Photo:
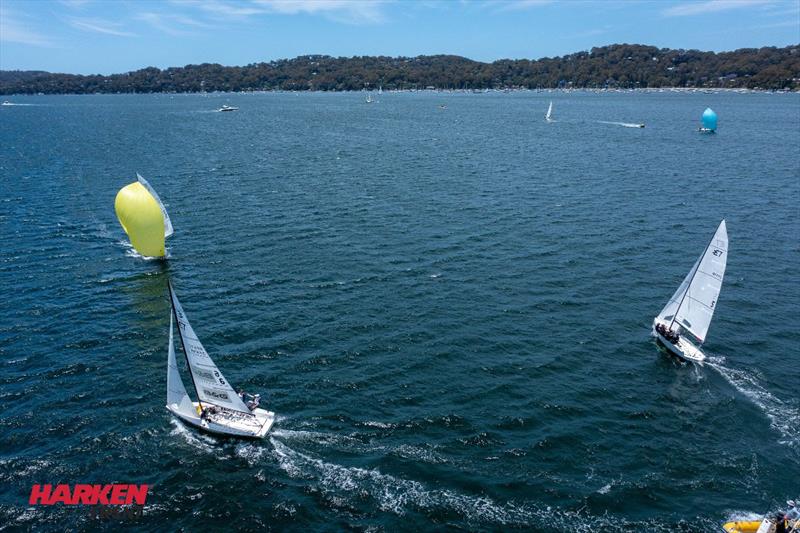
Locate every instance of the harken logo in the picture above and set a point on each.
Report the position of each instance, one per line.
(86, 494)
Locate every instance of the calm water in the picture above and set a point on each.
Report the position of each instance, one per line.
(449, 309)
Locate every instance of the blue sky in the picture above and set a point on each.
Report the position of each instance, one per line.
(108, 36)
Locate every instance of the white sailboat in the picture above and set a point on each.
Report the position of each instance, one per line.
(691, 308)
(167, 222)
(219, 408)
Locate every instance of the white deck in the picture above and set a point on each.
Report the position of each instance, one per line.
(683, 349)
(227, 422)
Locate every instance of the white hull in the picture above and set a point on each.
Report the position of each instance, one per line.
(233, 425)
(683, 348)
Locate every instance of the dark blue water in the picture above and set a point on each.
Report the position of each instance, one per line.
(448, 309)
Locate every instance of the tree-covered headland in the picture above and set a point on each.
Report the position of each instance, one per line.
(613, 66)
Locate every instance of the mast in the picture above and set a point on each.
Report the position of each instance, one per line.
(183, 346)
(688, 285)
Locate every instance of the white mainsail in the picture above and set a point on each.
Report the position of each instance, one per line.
(167, 221)
(210, 384)
(692, 305)
(176, 392)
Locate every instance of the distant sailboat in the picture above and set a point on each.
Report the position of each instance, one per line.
(709, 119)
(219, 408)
(692, 306)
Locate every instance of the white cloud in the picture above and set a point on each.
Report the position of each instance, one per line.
(171, 24)
(218, 8)
(75, 4)
(517, 5)
(12, 30)
(99, 26)
(348, 11)
(709, 6)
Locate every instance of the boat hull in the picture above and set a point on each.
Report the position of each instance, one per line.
(241, 426)
(748, 526)
(683, 348)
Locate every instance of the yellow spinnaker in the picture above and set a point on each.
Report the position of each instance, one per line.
(141, 218)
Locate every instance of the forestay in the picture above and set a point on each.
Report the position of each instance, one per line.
(167, 221)
(698, 294)
(176, 392)
(211, 385)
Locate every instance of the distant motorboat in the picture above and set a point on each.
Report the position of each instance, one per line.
(709, 119)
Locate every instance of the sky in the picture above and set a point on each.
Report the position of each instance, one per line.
(113, 36)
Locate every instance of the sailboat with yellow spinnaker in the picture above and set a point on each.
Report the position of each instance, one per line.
(143, 217)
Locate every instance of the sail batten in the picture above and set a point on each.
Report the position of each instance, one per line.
(210, 384)
(693, 304)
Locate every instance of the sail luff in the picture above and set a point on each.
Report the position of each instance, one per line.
(175, 388)
(210, 384)
(177, 397)
(167, 222)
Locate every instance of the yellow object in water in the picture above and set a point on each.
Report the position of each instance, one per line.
(749, 526)
(141, 218)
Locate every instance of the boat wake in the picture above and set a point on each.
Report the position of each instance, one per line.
(401, 496)
(393, 494)
(784, 418)
(623, 124)
(130, 251)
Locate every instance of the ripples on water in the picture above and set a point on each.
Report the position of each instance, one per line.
(449, 309)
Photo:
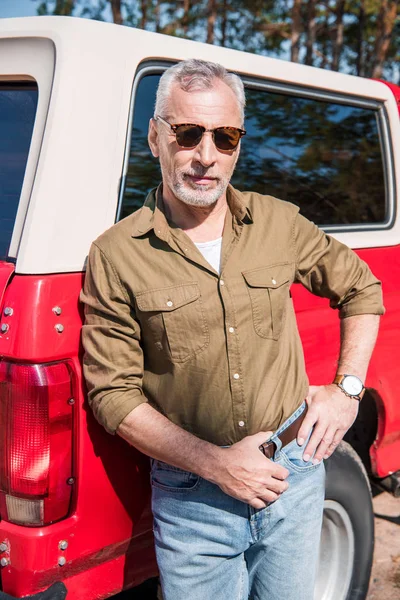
==================================================
[Task description] The last line of the entries marks the end, and the line with "Locate every instance of the boat wake" marks the start. Output exactly those two lines and every line between them, nothing else, with the pictures left out.

[Completed exercise]
Locate every instance of the boat wake in the picture above and set a point on each.
Report the position of each instance, one per line.
(401, 496)
(393, 494)
(784, 418)
(623, 124)
(130, 251)
Locate every instance of the ripples on water in the picture above and set a point on each.
Report the position of each instance, one per line.
(449, 309)
Photo:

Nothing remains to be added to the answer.